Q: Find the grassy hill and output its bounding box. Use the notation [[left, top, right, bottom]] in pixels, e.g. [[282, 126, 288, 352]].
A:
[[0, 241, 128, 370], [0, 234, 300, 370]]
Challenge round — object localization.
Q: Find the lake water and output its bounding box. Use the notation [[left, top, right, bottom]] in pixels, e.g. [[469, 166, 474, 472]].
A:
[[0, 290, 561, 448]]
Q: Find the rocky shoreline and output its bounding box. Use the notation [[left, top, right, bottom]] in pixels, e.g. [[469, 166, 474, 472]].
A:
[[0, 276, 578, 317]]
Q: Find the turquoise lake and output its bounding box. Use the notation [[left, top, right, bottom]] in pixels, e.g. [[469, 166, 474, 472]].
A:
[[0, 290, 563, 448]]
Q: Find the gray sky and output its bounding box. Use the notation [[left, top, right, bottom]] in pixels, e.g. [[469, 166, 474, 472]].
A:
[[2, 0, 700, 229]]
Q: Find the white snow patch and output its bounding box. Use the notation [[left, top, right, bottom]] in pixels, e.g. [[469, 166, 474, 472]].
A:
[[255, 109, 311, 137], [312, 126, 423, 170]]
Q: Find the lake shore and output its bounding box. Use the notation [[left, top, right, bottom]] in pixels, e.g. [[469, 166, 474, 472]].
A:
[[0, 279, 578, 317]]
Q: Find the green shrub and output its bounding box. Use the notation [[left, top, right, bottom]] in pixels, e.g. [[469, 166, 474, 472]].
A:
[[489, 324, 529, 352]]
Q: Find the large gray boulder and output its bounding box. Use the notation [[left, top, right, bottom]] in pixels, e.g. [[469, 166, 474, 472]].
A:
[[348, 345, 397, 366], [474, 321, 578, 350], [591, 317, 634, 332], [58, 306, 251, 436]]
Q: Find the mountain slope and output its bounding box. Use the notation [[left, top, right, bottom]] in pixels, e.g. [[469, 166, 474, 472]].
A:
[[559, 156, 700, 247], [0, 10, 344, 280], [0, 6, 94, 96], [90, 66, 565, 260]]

Short task: Could you convert the entire listing above into a JSON list of strings, one string per line and no blank lines?

Complete output:
[
  "Q: Find the grassy hill and output its bounding box. Use the notation [[left, top, right, bottom]] in pixels, e.g. [[282, 126, 288, 352]].",
  "A:",
  "[[0, 241, 128, 370], [0, 234, 300, 370]]",
  "Challenge round — object localization.",
  "Q: Find the lake water and output its bounding box. Use the notation [[left, top, right, bottom]] in pixels, e.g. [[469, 166, 474, 472]].",
  "A:",
  "[[0, 290, 561, 448]]",
  "Q: Find the rocky shoreline and output its bounding box. Use the notation [[left, top, right, bottom]] in pixels, e.g. [[469, 166, 474, 472]].",
  "A:",
  "[[0, 276, 578, 317]]",
  "Q: Find the turquoise lake and output its bounding box. Use the notation [[left, top, right, bottom]] in pixels, e.g. [[469, 166, 474, 472]].",
  "A:",
  "[[0, 290, 563, 448]]",
  "Q: Find the gray sky and output its bounding box. Use the notation [[left, top, right, bottom]] in pixels, e.g. [[469, 166, 474, 472]].",
  "A:",
  "[[2, 0, 700, 229]]",
  "Q: Find the white snow patch and output its bounding box. Use the notation [[left, top, right, bottom]] in pixels, e.g. [[469, 166, 474, 472]].",
  "A:",
  "[[255, 109, 311, 137], [312, 126, 423, 170]]",
  "Q: Find the lake shore and output its bounding box. Use the notation [[left, top, right, bottom]] in pixels, e.g. [[469, 166, 474, 472]].",
  "A:",
  "[[0, 279, 578, 317]]",
  "Q: Find the green shrub and output its bounding box. Use the notation [[left, top, right, bottom]] in pixels, e.g. [[469, 166, 474, 472]].",
  "A:",
  "[[489, 324, 529, 352]]",
  "Q: Find the large gray boulder and output its bounding box. Use the notation [[left, top, right, bottom]] in pixels, e.g. [[469, 166, 474, 472]].",
  "A:",
  "[[348, 345, 397, 366], [474, 321, 578, 350], [591, 317, 634, 332], [58, 306, 251, 436]]",
  "Q: Find the mountain slope and output its bounding box. Use the notation [[left, top, right, bottom]] in pixels, e.g. [[469, 166, 474, 472]].",
  "A:",
  "[[559, 156, 700, 247], [0, 10, 344, 280], [0, 6, 94, 96], [90, 66, 565, 260]]"
]